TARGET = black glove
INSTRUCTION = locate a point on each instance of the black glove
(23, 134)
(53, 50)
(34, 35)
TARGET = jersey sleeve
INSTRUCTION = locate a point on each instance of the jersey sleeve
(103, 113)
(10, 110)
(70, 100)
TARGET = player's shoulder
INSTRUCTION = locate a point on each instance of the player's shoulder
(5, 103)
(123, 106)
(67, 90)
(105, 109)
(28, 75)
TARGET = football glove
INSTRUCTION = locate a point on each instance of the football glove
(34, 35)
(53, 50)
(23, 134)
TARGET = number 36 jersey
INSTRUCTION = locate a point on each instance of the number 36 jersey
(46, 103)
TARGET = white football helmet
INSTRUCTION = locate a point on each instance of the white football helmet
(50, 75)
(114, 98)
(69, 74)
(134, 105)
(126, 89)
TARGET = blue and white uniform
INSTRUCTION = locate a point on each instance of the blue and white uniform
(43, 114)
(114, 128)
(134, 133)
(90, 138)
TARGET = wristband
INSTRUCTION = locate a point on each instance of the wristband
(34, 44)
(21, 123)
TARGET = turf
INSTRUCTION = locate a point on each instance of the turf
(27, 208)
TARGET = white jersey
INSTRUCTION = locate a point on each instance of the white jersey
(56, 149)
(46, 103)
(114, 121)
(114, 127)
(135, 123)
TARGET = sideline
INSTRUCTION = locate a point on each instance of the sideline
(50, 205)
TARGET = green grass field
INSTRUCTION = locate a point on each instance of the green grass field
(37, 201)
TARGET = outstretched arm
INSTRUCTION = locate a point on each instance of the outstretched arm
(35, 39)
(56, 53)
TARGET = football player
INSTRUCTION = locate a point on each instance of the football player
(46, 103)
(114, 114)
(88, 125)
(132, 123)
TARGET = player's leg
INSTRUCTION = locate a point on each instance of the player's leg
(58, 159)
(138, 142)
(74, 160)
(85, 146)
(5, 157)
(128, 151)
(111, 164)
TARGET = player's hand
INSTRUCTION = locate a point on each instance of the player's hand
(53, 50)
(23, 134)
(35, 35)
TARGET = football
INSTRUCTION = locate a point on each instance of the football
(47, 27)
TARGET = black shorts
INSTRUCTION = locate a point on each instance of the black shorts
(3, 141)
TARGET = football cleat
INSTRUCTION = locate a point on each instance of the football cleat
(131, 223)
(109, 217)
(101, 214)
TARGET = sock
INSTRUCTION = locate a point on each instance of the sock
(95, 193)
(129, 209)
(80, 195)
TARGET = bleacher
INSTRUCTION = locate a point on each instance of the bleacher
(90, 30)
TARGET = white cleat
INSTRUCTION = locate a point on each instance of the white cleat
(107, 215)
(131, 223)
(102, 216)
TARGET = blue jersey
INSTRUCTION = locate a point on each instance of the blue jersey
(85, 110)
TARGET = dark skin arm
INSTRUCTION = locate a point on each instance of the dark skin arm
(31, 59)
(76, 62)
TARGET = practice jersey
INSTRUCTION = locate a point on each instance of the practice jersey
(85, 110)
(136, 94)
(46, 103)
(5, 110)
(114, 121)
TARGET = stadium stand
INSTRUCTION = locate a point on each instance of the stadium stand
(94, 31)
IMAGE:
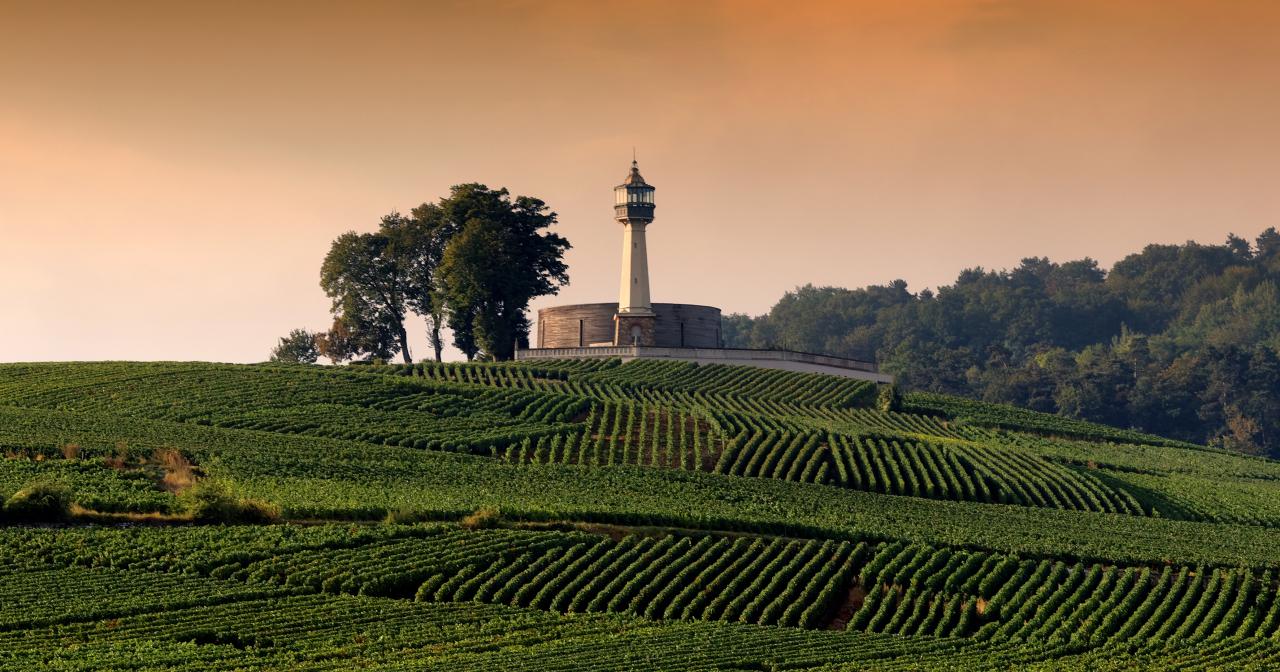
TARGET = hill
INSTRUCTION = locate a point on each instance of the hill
(1178, 339)
(592, 515)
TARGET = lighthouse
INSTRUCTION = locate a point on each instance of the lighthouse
(632, 208)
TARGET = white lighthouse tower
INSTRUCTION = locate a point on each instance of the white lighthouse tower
(632, 208)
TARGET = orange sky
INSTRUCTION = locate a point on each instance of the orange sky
(170, 177)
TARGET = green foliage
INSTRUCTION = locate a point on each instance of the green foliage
(1179, 339)
(298, 347)
(652, 508)
(40, 502)
(888, 398)
(497, 261)
(213, 502)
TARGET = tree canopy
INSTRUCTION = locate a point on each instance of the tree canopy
(1178, 339)
(472, 261)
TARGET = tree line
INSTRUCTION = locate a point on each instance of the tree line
(1176, 339)
(470, 263)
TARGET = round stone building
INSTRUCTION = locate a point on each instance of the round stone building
(676, 325)
(634, 320)
(635, 327)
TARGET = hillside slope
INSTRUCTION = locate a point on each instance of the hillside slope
(606, 516)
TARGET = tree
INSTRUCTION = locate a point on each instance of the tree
(424, 240)
(498, 260)
(368, 278)
(298, 347)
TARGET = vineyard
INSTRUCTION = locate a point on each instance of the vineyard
(598, 515)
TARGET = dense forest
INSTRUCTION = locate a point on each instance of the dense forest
(1178, 339)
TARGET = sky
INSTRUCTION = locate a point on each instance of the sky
(173, 173)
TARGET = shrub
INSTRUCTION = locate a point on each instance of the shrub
(40, 502)
(408, 516)
(888, 398)
(483, 519)
(211, 502)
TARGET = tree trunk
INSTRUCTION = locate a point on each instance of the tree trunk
(403, 334)
(437, 341)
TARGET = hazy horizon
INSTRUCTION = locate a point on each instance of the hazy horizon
(170, 177)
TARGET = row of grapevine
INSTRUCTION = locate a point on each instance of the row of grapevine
(992, 415)
(736, 380)
(749, 580)
(627, 434)
(396, 567)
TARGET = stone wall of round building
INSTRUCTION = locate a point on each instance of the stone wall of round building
(592, 324)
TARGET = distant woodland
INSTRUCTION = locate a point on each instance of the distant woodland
(1178, 339)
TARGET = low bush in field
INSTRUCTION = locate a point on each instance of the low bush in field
(40, 502)
(211, 502)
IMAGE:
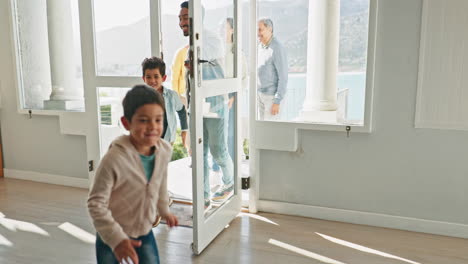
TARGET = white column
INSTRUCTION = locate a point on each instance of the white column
(322, 61)
(66, 94)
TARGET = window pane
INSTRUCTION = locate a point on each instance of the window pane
(110, 111)
(306, 98)
(122, 36)
(49, 55)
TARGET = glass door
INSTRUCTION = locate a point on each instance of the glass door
(214, 93)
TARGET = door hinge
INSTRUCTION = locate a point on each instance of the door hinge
(90, 165)
(246, 183)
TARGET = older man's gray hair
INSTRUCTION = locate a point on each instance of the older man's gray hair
(267, 22)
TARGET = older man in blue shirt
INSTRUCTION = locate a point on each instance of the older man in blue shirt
(272, 72)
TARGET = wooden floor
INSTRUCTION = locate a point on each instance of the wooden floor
(40, 211)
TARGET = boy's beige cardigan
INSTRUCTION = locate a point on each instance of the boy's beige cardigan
(122, 203)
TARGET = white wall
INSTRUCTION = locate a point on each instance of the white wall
(33, 145)
(396, 170)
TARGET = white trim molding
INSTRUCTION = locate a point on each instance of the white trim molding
(47, 178)
(366, 218)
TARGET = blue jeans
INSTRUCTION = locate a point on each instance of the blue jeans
(147, 252)
(231, 124)
(215, 140)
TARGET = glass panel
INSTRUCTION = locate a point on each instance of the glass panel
(218, 52)
(122, 36)
(219, 127)
(49, 53)
(110, 111)
(302, 100)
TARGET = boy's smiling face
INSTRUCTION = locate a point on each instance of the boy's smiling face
(145, 127)
(153, 78)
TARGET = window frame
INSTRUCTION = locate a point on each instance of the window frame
(366, 127)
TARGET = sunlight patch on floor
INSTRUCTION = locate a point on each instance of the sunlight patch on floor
(5, 242)
(304, 252)
(258, 217)
(78, 232)
(14, 225)
(364, 249)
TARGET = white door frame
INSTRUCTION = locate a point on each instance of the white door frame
(206, 229)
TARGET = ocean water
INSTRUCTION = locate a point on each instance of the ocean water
(355, 83)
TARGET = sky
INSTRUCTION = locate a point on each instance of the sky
(112, 13)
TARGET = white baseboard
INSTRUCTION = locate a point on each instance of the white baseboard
(365, 218)
(47, 178)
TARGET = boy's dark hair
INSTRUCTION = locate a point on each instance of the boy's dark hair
(185, 5)
(138, 96)
(154, 63)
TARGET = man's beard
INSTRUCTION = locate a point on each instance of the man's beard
(185, 32)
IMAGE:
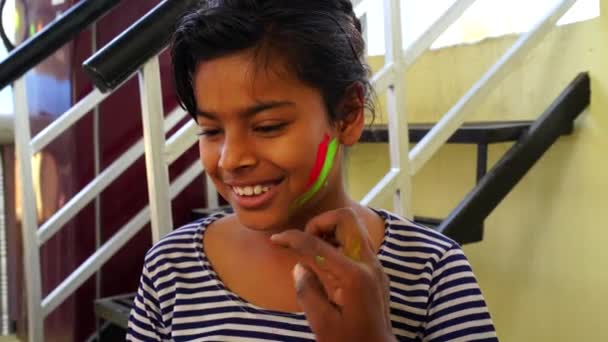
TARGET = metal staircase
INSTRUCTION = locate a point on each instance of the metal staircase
(135, 52)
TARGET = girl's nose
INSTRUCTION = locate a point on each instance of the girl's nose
(236, 153)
━━━
◆ GIVEN EXERCISE ◆
Please arrange the stretch from the line containing "TARGET = window frame" through the end of the entries as a two-column CSV headed "instruction" and "points," with one row per entry, each field quoted and its line breaks turned into spaces. Leave the pictures out.

◆ RESPONSE BELOW ◆
instruction,points
"TARGET = window frame INSTRUCTION = locate a point on each instance of the window frame","(366, 127)"
"TARGET = sunlight patch on floor INSTRUCTION = locate a point on each instance of the sunlight patch on floor","(5, 242) (304, 252) (258, 217) (78, 232) (14, 225) (364, 249)"
"TARGET = white door frame INSTRUCTION = locate a point on each instance of the white door frame","(206, 229)"
"TARGET = ocean water INSTRUCTION = locate a point on each instance of the ocean water","(355, 83)"
"TARGET = sky INSTRUCTION = locate a point on each instance of the sky","(112, 13)"
"TARGET = white baseboard INSTRUCTION = locate a point on each instance of the white baseboard","(365, 218) (47, 178)"
"TARGET = boy's dark hair INSTRUCTION = locate a point on each instance of the boy's dark hair","(185, 5) (138, 96) (154, 63)"
"TARGET = man's beard INSTRUCTION = locate a point on each instance of the man's beard","(185, 32)"
"IMAGE: TARGET = metal staircase INSTRUCTION = locate a point on each instance of the metal staircase","(135, 52)"
"TARGET = girl's nose INSTRUCTION = locate a point on each instance of the girl's nose","(236, 153)"